(Entries from a data collection)
------------------------

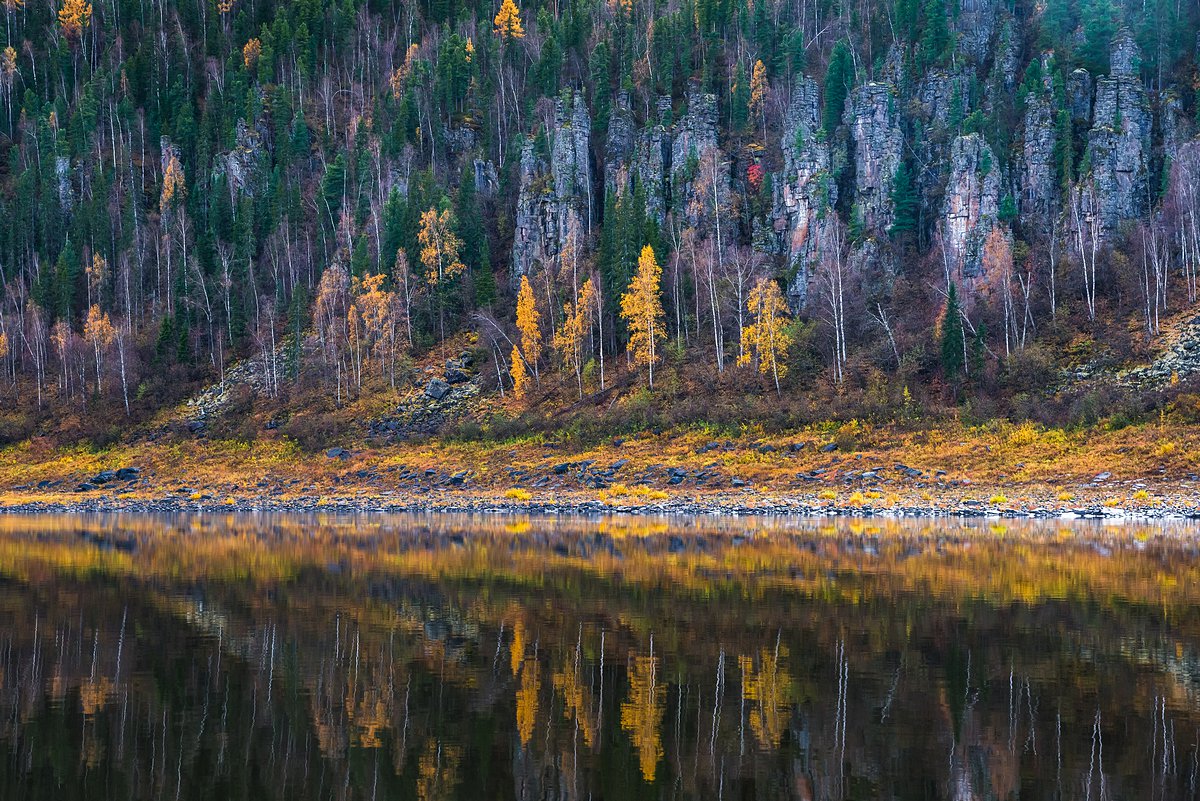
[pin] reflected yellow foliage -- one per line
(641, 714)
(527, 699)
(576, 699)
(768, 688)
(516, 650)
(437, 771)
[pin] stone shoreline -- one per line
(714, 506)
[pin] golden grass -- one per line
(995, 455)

------------------------

**SHORT PROBLEM**
Can you print every line of the entries above word for word, leaving the pictures out?

**EXERCISE ANSWER**
[pin] reflected yellow foliage -- one per line
(641, 714)
(527, 699)
(576, 699)
(768, 688)
(516, 650)
(437, 771)
[pin] stone shoreline -- one per line
(714, 506)
[pin] golden grass -- one per line
(995, 455)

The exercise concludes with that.